## Start
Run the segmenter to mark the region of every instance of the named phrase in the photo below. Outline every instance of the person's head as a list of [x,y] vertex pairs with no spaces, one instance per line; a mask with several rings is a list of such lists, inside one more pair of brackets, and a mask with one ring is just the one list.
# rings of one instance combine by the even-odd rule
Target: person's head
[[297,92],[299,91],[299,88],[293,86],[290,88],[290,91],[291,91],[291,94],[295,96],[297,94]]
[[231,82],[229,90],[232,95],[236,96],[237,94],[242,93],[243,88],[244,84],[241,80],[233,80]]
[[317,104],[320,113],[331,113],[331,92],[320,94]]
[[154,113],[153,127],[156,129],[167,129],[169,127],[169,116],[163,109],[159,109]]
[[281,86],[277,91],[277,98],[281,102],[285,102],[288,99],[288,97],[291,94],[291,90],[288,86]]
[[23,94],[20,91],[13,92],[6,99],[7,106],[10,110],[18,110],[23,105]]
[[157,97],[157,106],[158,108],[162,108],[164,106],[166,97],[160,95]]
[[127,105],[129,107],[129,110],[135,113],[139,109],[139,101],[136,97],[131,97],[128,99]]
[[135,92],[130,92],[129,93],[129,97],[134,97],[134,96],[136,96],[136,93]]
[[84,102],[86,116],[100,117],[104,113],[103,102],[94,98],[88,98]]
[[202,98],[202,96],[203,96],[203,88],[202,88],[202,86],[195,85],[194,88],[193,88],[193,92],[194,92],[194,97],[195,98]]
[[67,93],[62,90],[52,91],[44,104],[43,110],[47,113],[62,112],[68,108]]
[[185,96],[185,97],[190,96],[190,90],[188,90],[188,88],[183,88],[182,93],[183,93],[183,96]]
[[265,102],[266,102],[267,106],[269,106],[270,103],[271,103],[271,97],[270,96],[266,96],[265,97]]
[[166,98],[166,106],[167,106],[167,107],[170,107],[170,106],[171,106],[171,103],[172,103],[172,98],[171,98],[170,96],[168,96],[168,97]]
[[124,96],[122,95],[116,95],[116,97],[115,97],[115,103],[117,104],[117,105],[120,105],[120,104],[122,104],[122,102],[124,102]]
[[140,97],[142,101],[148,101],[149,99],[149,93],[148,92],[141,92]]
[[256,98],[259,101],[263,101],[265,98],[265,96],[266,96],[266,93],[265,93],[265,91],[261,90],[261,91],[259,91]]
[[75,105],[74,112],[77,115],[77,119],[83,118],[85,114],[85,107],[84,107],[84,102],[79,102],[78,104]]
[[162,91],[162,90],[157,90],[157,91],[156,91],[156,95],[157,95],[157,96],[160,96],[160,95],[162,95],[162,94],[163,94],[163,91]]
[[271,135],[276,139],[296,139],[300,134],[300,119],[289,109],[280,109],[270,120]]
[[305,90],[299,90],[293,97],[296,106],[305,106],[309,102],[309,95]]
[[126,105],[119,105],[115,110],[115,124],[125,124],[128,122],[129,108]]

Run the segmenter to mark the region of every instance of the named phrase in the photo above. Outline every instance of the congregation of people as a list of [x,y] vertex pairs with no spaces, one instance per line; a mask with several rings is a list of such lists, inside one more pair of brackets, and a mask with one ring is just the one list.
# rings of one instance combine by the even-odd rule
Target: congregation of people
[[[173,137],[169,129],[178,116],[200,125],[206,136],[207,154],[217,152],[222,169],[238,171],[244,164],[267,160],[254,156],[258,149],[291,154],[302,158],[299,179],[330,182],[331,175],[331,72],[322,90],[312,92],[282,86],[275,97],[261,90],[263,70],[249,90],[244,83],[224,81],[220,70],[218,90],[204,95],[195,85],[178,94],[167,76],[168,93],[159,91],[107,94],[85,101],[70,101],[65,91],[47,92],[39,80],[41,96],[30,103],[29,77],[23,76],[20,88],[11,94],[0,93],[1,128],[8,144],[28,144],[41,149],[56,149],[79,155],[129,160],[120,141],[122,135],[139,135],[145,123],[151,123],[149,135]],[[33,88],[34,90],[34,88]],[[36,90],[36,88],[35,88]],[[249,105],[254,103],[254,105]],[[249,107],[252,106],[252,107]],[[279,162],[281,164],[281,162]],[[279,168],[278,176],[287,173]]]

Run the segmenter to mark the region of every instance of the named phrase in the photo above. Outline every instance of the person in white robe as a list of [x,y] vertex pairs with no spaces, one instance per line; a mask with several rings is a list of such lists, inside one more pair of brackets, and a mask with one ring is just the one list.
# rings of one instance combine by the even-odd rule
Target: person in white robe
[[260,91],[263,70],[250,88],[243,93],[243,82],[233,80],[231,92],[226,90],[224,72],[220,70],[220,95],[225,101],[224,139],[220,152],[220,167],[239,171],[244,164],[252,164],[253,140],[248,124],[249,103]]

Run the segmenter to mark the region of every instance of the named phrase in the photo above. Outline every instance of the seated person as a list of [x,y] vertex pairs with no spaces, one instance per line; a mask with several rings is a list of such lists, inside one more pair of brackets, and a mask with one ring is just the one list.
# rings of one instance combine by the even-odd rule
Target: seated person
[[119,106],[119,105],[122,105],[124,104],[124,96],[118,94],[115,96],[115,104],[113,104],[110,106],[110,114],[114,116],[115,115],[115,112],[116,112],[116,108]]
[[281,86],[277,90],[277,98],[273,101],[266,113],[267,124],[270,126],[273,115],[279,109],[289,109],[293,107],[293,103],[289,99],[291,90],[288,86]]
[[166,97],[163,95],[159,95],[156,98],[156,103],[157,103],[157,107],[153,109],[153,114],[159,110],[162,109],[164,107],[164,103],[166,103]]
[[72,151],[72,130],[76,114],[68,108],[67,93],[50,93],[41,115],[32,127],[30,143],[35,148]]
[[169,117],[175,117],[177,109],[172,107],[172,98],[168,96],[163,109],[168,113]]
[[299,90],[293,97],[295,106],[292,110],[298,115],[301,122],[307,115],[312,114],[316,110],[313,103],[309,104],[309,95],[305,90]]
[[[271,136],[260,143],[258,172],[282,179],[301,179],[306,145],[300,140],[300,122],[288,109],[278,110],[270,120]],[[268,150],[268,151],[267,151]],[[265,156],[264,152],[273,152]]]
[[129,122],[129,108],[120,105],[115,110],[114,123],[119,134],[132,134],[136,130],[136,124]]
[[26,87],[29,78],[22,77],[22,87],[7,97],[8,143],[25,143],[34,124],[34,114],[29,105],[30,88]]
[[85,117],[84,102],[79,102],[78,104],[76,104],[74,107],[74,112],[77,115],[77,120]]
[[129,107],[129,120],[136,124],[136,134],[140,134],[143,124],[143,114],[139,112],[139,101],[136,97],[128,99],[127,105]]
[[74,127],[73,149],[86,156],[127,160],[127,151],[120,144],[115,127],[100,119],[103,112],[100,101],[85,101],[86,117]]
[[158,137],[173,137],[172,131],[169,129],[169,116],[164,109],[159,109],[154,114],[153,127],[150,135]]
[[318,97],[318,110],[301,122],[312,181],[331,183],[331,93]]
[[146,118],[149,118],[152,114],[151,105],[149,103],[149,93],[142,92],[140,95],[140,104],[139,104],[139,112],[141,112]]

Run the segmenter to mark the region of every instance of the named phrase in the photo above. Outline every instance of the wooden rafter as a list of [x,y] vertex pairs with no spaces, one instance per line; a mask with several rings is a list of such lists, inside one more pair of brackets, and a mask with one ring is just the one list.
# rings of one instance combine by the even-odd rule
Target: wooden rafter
## End
• The task: Return the material exactly as it stands.

• Expected answer:
Run the segmenter to mark the region of every instance of the named phrase in the photo below. Outline every instance of the person's head as a list of [x,y] vertex pairs with no spaces, one instance per line; a mask with several rings is a list of such lists, inside one more pair of brackets, and a mask with one ring is just the one list.
# rings of one instance combine by the even-odd rule
Target: person's head
[[297,92],[299,91],[299,88],[293,86],[290,88],[290,91],[291,91],[291,94],[295,96],[297,94]]
[[231,82],[229,90],[232,95],[236,96],[237,94],[242,93],[243,88],[244,84],[241,80],[233,80]]
[[317,104],[320,113],[331,113],[331,92],[320,94]]
[[154,113],[153,127],[156,129],[167,129],[169,127],[169,116],[163,109],[159,109]]
[[281,86],[277,91],[277,98],[281,102],[285,102],[288,99],[288,97],[291,94],[291,90],[288,86]]
[[23,94],[20,91],[13,92],[6,99],[7,106],[10,110],[18,110],[23,105]]
[[157,97],[157,106],[158,108],[162,108],[164,106],[166,97],[160,95]]
[[127,105],[129,107],[129,110],[135,113],[139,109],[139,101],[136,97],[131,97],[128,99]]
[[135,92],[130,92],[129,93],[129,97],[134,97],[134,96],[136,96],[136,93]]
[[84,102],[86,116],[100,117],[104,113],[103,102],[94,98],[88,98]]
[[202,98],[202,96],[203,96],[203,88],[202,88],[202,86],[195,85],[194,88],[193,88],[193,92],[194,92],[194,97],[195,98]]
[[67,93],[62,90],[52,91],[44,104],[43,110],[47,113],[62,112],[68,108]]
[[185,96],[185,97],[190,96],[190,90],[188,90],[188,88],[183,88],[182,93],[183,93],[183,96]]
[[265,102],[266,102],[267,106],[269,106],[270,103],[271,103],[271,97],[270,96],[266,96],[265,97]]
[[166,98],[166,106],[167,106],[167,107],[170,107],[170,106],[171,106],[171,103],[172,103],[172,98],[171,98],[170,96],[168,96],[168,97]]
[[124,96],[122,95],[116,95],[116,97],[115,97],[115,103],[117,104],[117,105],[120,105],[120,104],[122,104],[122,102],[124,102]]
[[140,97],[142,101],[148,101],[149,99],[149,93],[148,92],[141,92]]
[[256,98],[259,101],[263,101],[265,98],[265,96],[266,96],[266,93],[265,93],[265,91],[261,90],[261,91],[259,91]]
[[75,105],[74,112],[77,115],[77,119],[83,118],[85,114],[85,107],[84,107],[84,102],[79,102],[78,104]]
[[162,91],[162,90],[157,90],[157,91],[156,91],[156,95],[157,95],[157,96],[160,96],[160,95],[162,95],[162,94],[163,94],[163,91]]
[[271,135],[276,139],[296,139],[300,134],[300,119],[289,109],[280,109],[270,120]]
[[305,90],[299,90],[293,97],[296,106],[305,106],[309,102],[309,95]]
[[126,105],[119,105],[115,110],[115,124],[125,124],[128,122],[129,108]]

Run the segmenter to mark the region of every instance of the named phrase in the photo above. Outline every instance of the congregation of people as a list of [x,y] vertex pairs with no spaces, one instance per line; a mask with several rings is a list of such lists, inside one more pair of brackets, and a mask with one ring is just the one list.
# rings of one instance combine by the even-odd rule
Target: congregation of people
[[[173,137],[169,129],[178,116],[200,125],[206,136],[207,154],[217,152],[222,169],[238,171],[244,164],[267,160],[254,156],[258,149],[291,154],[302,158],[299,179],[330,182],[331,175],[331,72],[322,90],[312,92],[282,86],[275,97],[261,90],[263,70],[249,90],[244,83],[224,81],[220,70],[218,90],[204,95],[195,85],[178,94],[167,76],[168,93],[159,91],[107,94],[85,101],[70,101],[65,91],[47,92],[39,80],[41,96],[30,103],[29,77],[23,76],[20,88],[11,94],[0,93],[1,128],[8,144],[28,144],[41,149],[56,149],[79,155],[129,160],[120,141],[122,135],[139,135],[145,123],[151,123],[149,135]],[[33,88],[34,90],[34,88]],[[36,90],[36,88],[35,88]],[[249,105],[254,103],[254,105]],[[249,107],[252,106],[252,107]],[[279,162],[281,164],[281,162]],[[279,168],[278,176],[287,173]]]

Run the segmenter to mark the region of every instance of the named phrase in the photo above. Outline every instance of the person in white robe as a list of [x,y] vertex pairs with no spaces, one instance per line; a mask with several rings is a list of such lists, inside one more pair of brackets, and a mask with one ring is just the one list.
# rings of one instance combine by the even-odd rule
Target: person in white robe
[[260,91],[263,70],[250,88],[243,93],[243,82],[233,80],[231,92],[226,90],[224,72],[220,70],[220,95],[225,101],[224,139],[220,152],[220,167],[239,171],[244,164],[252,164],[253,140],[248,124],[249,103]]

Run the segmenter to mark the region of every instance of the named phrase in the photo above. Outline every instance of the seated person as a list of [x,y] vertex pairs with no spaces, one instance per line; a mask with several rings is a list of such lists, inside one more pair of brackets, and a mask with one ring is just the one list.
# rings of one instance combine by the even-odd rule
Target: seated person
[[119,106],[119,105],[122,105],[124,104],[124,96],[118,94],[115,96],[115,104],[113,104],[110,106],[110,114],[114,116],[115,115],[115,112],[116,112],[116,108]]
[[281,86],[277,90],[277,98],[273,101],[266,113],[267,124],[270,126],[273,115],[279,109],[289,109],[293,107],[293,103],[289,99],[291,90],[288,86]]
[[166,97],[163,95],[159,95],[156,98],[156,103],[157,103],[157,107],[153,109],[153,114],[159,110],[162,109],[164,107],[164,103],[166,103]]
[[72,151],[72,130],[76,114],[68,108],[67,93],[50,93],[41,115],[32,127],[30,143],[35,148]]
[[169,117],[175,117],[177,109],[172,107],[172,98],[168,96],[163,109],[168,113]]
[[299,90],[293,97],[295,106],[292,110],[298,115],[301,122],[307,115],[312,114],[316,110],[313,103],[309,104],[309,95],[305,90]]
[[[271,136],[260,143],[258,172],[282,179],[301,179],[306,145],[300,140],[300,122],[288,109],[278,110],[270,120]],[[268,150],[268,151],[267,151]],[[265,156],[264,152],[273,152]]]
[[129,122],[129,108],[120,105],[115,110],[114,123],[119,134],[132,134],[136,130],[136,124]]
[[26,87],[29,78],[22,77],[22,87],[7,97],[8,143],[25,143],[34,124],[34,114],[29,105],[30,88]]
[[85,117],[84,102],[79,102],[78,104],[76,104],[74,107],[74,112],[77,115],[77,120]]
[[129,107],[129,120],[136,124],[136,134],[140,134],[143,124],[143,114],[139,112],[139,101],[136,97],[128,99],[127,105]]
[[74,127],[73,149],[86,156],[127,160],[127,151],[120,144],[115,127],[100,119],[103,112],[100,101],[85,101],[86,117]]
[[158,137],[173,137],[172,131],[169,129],[169,116],[164,109],[159,109],[154,114],[153,127],[150,135]]
[[318,97],[318,110],[301,122],[312,181],[331,183],[331,93]]
[[146,118],[149,118],[152,114],[151,105],[149,103],[149,93],[142,92],[140,95],[140,104],[139,104],[139,112],[141,112]]

Run the segmenter to mark the region of every instance of the named phrase in the photo above. Outline every instance of the wooden rafter as a list of [x,y] vertex pairs with no spaces, one instance per line; a mask with several rings is a list of such lists, inside one more pair of brackets, and a mask with one ring is just the one list.
# rings of one instance combine by the even-odd rule
Target: wooden rafter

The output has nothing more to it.